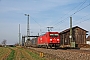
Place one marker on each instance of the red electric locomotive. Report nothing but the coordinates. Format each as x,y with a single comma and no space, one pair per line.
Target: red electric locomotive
49,39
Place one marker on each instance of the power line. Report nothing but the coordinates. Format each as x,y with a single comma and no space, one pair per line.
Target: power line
36,22
71,10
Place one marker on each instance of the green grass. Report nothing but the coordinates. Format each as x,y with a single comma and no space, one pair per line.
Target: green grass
11,56
35,56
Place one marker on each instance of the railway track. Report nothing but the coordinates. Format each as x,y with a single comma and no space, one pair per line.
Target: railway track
70,54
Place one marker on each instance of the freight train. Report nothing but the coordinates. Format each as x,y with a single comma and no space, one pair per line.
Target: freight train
48,40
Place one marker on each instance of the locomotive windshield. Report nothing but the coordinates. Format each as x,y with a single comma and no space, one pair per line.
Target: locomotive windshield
53,35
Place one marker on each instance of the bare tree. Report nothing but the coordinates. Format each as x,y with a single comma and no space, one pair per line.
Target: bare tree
4,42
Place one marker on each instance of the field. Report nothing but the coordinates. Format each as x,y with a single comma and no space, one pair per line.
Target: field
17,53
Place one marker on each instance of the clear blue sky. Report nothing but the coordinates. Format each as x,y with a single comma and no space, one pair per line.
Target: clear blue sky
42,13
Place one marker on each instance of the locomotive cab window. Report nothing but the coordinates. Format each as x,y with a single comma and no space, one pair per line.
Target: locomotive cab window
53,35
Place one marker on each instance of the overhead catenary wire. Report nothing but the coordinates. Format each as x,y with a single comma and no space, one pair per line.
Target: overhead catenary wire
73,14
80,5
75,23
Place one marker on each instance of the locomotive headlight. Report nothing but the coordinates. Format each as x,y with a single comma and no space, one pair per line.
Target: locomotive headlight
50,39
57,39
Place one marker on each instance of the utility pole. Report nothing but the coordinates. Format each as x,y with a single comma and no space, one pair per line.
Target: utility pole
19,36
28,31
49,28
72,43
70,29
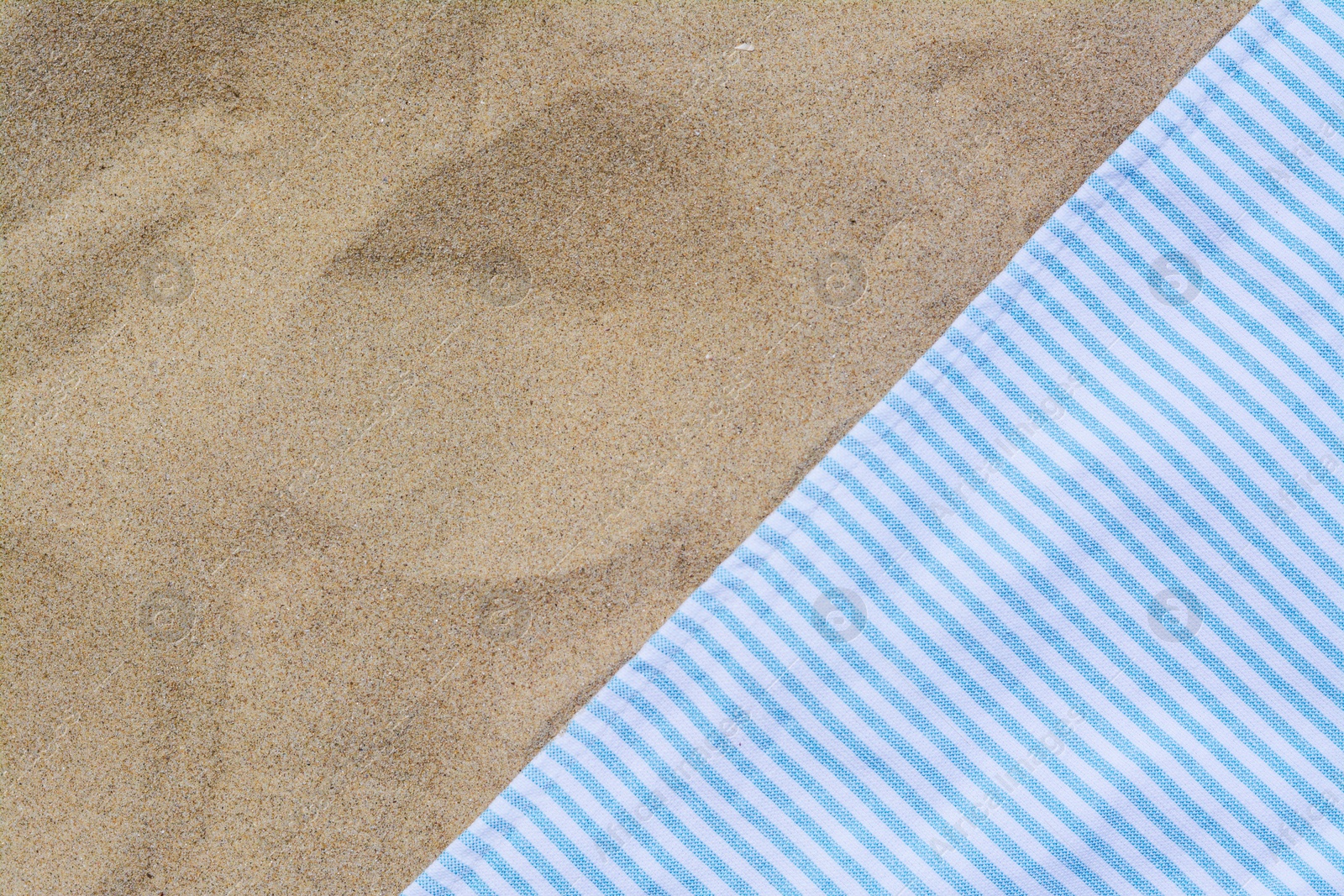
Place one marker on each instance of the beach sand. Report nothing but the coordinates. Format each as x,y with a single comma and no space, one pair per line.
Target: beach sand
378,379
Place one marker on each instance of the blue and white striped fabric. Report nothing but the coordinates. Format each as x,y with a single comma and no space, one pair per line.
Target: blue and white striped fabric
1065,613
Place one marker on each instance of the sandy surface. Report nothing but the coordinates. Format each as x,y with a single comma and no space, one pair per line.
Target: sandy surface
375,382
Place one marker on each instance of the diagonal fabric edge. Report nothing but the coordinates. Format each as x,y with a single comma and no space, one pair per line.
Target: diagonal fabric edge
1061,613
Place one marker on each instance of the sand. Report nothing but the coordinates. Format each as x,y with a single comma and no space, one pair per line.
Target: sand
378,379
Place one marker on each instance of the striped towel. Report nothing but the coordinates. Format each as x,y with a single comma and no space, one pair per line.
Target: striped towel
1063,613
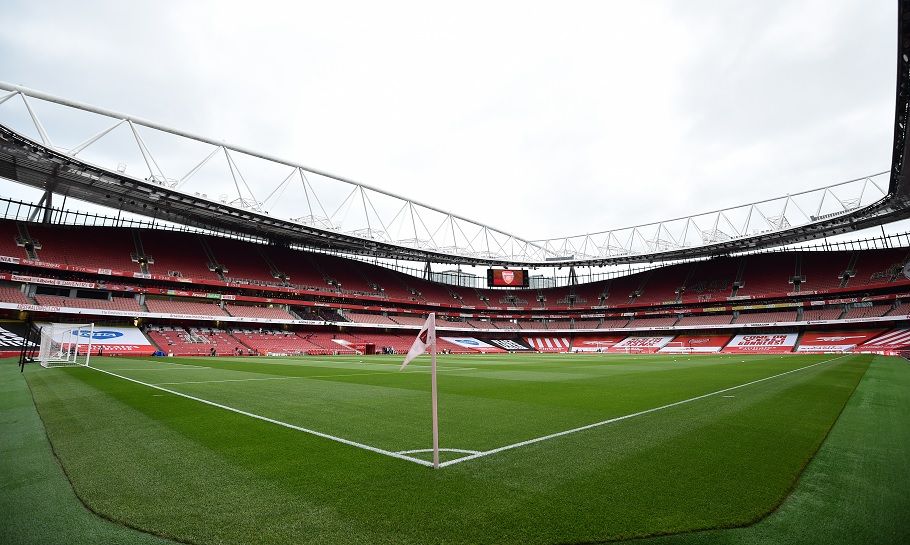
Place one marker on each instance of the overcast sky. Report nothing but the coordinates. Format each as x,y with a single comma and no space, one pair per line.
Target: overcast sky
543,119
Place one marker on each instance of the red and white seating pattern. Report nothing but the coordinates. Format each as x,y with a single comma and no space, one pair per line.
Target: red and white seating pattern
549,344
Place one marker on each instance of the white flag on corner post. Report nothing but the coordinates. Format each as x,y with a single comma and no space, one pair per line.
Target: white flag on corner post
427,339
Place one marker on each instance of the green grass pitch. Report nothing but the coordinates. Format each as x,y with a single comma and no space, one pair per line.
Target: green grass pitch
540,449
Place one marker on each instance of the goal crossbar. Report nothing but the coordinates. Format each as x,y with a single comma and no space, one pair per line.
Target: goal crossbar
65,344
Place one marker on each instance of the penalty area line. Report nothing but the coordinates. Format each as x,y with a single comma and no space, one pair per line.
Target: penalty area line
624,417
335,438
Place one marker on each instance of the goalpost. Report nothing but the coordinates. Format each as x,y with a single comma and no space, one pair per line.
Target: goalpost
65,344
676,347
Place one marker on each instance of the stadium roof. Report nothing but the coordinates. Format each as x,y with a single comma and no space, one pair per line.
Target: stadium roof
369,220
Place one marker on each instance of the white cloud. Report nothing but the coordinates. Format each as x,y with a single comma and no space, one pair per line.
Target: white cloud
542,119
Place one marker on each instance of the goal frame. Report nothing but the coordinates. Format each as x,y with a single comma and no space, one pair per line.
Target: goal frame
677,347
63,345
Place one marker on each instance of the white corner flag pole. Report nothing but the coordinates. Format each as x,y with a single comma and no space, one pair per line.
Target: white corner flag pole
427,338
435,406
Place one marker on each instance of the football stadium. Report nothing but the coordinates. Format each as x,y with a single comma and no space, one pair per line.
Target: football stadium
211,343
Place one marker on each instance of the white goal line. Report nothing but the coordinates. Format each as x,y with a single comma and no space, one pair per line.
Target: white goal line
401,455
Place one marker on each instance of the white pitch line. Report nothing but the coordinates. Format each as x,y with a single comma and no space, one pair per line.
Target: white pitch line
273,421
420,450
160,369
290,378
624,417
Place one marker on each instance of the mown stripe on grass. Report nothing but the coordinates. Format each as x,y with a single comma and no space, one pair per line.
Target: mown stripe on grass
273,421
624,417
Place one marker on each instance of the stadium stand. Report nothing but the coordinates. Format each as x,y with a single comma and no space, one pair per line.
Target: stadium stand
766,317
176,254
111,248
878,267
873,311
275,342
830,313
126,304
8,236
710,280
766,274
184,307
586,324
11,294
662,285
243,262
705,319
248,311
823,270
652,322
193,342
412,320
612,323
360,318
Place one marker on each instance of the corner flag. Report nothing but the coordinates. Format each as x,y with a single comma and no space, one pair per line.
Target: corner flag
427,339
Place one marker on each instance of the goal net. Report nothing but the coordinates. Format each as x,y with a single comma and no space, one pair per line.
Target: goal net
676,347
65,344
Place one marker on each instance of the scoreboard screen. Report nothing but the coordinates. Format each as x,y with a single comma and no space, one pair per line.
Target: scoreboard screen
509,278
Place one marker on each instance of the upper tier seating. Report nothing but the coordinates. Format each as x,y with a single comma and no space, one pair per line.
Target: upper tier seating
111,248
275,342
176,254
868,312
414,320
766,274
878,267
8,247
822,270
10,294
360,318
611,323
766,317
194,256
586,324
247,311
194,342
829,313
127,304
661,284
705,319
243,261
652,322
184,307
710,280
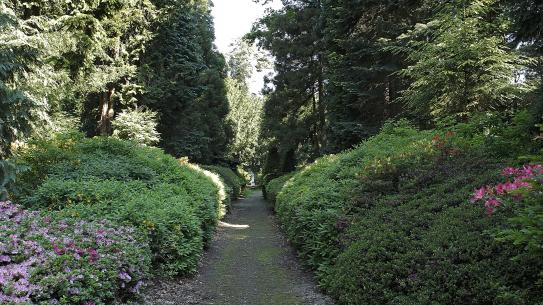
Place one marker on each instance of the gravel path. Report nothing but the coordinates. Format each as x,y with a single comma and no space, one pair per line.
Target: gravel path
249,263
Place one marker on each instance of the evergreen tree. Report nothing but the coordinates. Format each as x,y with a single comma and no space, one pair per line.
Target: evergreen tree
461,62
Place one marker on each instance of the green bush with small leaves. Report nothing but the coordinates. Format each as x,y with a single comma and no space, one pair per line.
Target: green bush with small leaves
176,205
389,222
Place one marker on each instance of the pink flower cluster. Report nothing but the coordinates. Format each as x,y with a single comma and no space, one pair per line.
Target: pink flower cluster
44,260
520,178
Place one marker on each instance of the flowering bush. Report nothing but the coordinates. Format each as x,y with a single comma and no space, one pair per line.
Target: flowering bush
49,261
523,194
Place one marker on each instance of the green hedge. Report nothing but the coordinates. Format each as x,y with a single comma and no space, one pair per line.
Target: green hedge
273,187
230,178
390,223
175,204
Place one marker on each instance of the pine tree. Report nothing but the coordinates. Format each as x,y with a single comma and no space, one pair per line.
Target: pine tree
461,62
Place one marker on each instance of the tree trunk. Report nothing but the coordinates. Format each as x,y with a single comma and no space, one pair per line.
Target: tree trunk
106,112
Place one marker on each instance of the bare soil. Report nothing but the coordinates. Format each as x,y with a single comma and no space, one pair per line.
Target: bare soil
248,263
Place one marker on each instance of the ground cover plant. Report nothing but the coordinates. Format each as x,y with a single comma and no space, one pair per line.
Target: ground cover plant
230,178
389,223
45,260
274,186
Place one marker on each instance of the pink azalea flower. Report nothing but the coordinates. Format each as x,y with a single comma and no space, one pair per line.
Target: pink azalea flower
479,194
508,171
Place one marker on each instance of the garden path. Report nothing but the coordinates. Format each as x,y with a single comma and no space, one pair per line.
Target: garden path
248,263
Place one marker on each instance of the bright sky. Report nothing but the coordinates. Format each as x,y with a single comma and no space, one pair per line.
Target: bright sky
233,19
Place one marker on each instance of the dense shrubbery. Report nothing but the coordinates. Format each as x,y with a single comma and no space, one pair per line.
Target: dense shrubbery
176,205
230,178
44,260
272,188
389,223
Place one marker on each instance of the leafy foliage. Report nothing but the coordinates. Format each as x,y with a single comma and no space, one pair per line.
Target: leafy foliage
234,182
385,223
176,206
274,187
461,62
136,125
17,108
183,76
7,178
45,260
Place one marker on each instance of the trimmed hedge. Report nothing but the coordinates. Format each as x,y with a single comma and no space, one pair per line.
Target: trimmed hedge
390,223
230,178
272,188
49,260
176,205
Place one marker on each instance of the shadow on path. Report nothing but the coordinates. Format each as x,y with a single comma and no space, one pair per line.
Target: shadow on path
249,263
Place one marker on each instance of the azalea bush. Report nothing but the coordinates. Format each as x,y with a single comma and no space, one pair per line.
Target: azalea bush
522,193
44,260
387,223
174,204
272,188
138,125
230,178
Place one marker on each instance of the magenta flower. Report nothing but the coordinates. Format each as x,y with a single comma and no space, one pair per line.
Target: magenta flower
478,194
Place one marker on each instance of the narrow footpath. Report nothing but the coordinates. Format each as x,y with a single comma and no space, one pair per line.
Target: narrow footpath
249,263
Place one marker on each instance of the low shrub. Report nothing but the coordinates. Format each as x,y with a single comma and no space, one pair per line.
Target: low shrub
389,223
273,187
312,206
230,178
44,260
175,204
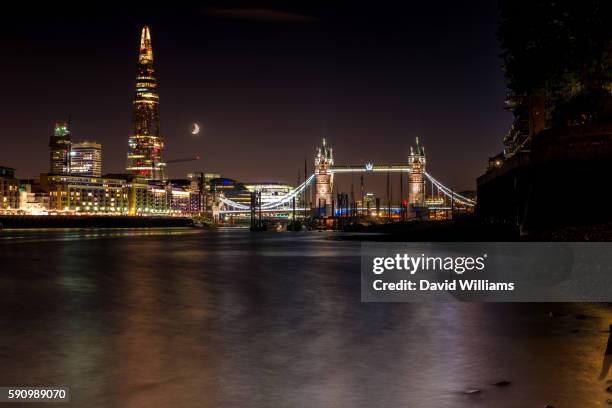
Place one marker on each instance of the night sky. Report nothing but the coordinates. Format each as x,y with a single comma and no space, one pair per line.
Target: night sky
265,81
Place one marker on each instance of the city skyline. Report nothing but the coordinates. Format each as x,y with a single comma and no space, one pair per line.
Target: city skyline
253,126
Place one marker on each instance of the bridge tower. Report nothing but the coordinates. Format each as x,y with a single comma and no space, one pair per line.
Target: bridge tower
324,159
416,181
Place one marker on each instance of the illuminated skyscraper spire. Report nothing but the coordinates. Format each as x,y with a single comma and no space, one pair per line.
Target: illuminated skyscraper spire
146,51
145,144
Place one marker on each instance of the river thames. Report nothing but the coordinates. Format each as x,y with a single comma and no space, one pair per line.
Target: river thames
229,318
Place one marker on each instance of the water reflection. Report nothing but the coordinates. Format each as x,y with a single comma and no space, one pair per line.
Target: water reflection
161,318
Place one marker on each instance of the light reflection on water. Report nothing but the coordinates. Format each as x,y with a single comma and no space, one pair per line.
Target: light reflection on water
182,318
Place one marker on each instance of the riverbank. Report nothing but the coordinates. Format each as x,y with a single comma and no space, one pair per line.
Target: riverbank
91,221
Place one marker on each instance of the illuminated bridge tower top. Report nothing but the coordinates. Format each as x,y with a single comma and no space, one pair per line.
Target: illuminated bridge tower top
416,180
145,145
324,159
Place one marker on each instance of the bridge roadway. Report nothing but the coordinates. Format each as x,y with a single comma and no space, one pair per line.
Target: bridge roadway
369,167
302,209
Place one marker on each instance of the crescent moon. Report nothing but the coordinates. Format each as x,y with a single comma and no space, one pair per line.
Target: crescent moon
196,129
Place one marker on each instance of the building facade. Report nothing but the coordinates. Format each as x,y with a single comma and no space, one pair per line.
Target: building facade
60,146
416,179
9,189
145,145
324,159
86,159
84,194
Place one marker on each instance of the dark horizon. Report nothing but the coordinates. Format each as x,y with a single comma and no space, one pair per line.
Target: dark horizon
266,83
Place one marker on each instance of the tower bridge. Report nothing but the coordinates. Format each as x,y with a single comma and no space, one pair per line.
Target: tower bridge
325,170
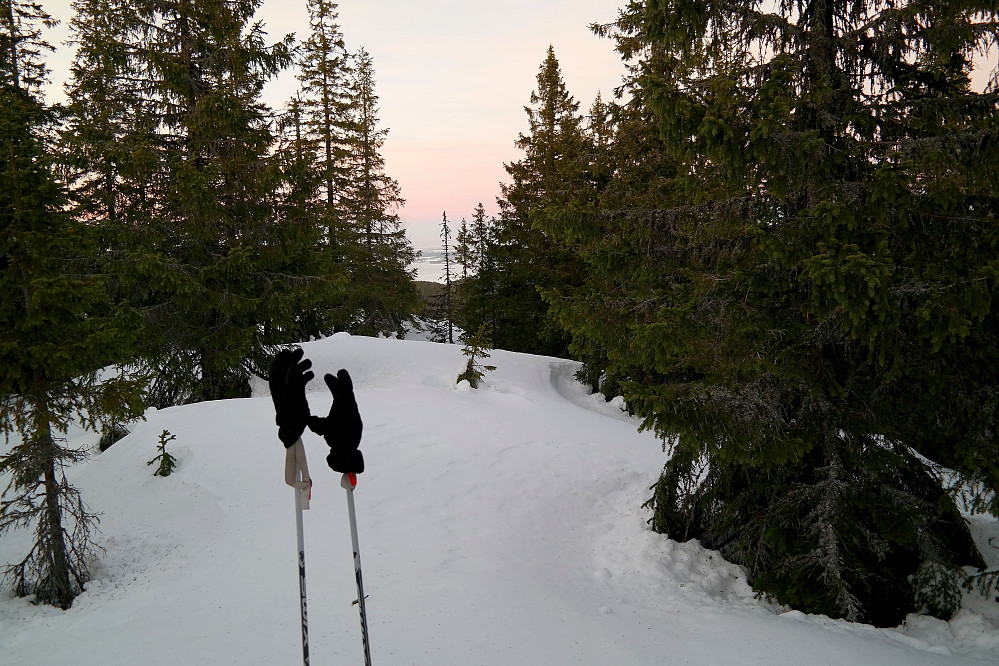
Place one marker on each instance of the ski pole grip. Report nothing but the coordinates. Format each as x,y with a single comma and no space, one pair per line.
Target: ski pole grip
295,462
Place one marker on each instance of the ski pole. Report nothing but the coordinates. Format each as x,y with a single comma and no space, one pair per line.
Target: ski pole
347,482
296,475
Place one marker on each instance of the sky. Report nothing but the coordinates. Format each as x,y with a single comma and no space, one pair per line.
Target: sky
453,77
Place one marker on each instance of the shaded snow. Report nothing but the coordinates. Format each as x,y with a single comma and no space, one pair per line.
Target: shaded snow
497,526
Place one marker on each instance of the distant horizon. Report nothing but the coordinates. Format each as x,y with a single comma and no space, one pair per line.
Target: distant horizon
453,105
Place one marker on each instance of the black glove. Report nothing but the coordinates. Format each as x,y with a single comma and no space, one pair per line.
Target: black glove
342,428
287,379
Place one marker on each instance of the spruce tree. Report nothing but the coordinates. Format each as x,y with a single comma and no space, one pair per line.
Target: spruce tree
325,73
58,329
526,257
382,296
464,249
214,249
446,305
800,298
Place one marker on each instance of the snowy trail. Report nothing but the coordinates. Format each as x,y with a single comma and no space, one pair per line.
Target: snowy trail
497,526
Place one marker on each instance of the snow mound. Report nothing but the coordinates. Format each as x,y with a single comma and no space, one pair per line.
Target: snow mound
502,525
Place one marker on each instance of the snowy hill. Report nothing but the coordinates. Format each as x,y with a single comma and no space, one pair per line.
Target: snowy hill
497,526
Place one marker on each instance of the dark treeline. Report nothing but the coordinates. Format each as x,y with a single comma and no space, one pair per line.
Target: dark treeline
778,243
166,222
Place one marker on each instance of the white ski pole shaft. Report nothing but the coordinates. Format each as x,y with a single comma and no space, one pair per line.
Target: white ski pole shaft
296,475
347,482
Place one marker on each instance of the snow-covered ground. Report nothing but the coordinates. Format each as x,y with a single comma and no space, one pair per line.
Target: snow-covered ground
497,526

· · · · · · ·

**Exercise requirements:**
Write out only the final block of lines, starting at the line with "Place one marker on each instance of the shaded" and running to the end of the material.

**Task output:**
Place one marker on each instance of the shaded snow. Report nothing but the coordinates. Format each as x,y with a single comma and no space, one pair per line.
Target: shaded snow
497,526
Place one marker on each instance of the distant horizon. Report nothing but the coordinates. Format each as x,y with a single comma and no space, one pair per line.
Target: distant horizon
453,105
Place one marker on each instance of the black glove. Report nothing but the coordinates. Format each as x,y with a single comma and no space, one pair per line.
Target: black glove
342,428
287,379
Place one marker on each instance of the spruce tree. Report nothing but the coordinates. Format each as x,y with a single comma and no space, one pair per line.
Target: spruce tree
325,73
58,329
526,257
382,296
464,249
214,249
446,305
800,298
Place one marker on each instance of the snowy trail. Report nothing but the coordinates. Format each as x,y with a single comma and no space, one pair per line.
Target: snowy trail
497,526
Place one marker on each instance of the snow mound. Report nothing but the coordinates. Format each as x,y with a single comma and no space, one pair per line.
Target: snow mound
502,525
Place one marker on each instance of the snowy hill. Report nothing but the coordinates. Format each as x,y with a single comma and no space, one pair per line.
Target: snowy hill
497,526
Place one marker on each instance of the dark treeline. Report nothing but the coordinates. Format each as x,y with a single comma and no space, one pair per line.
Target: dark treeline
778,243
166,222
Place one marker on each instance of the white ski pole shaft. Report nothing but the coordinates. Format each as x,y with a single comma and no space, one pair per line.
Target: white ski pole shaft
296,475
347,482
Place one marker on each instance of the snow-covered ground. Report nothing but the coordinates. Format each as x,y with a single comma and no space, one pair per line.
Target: snow-covered ground
497,526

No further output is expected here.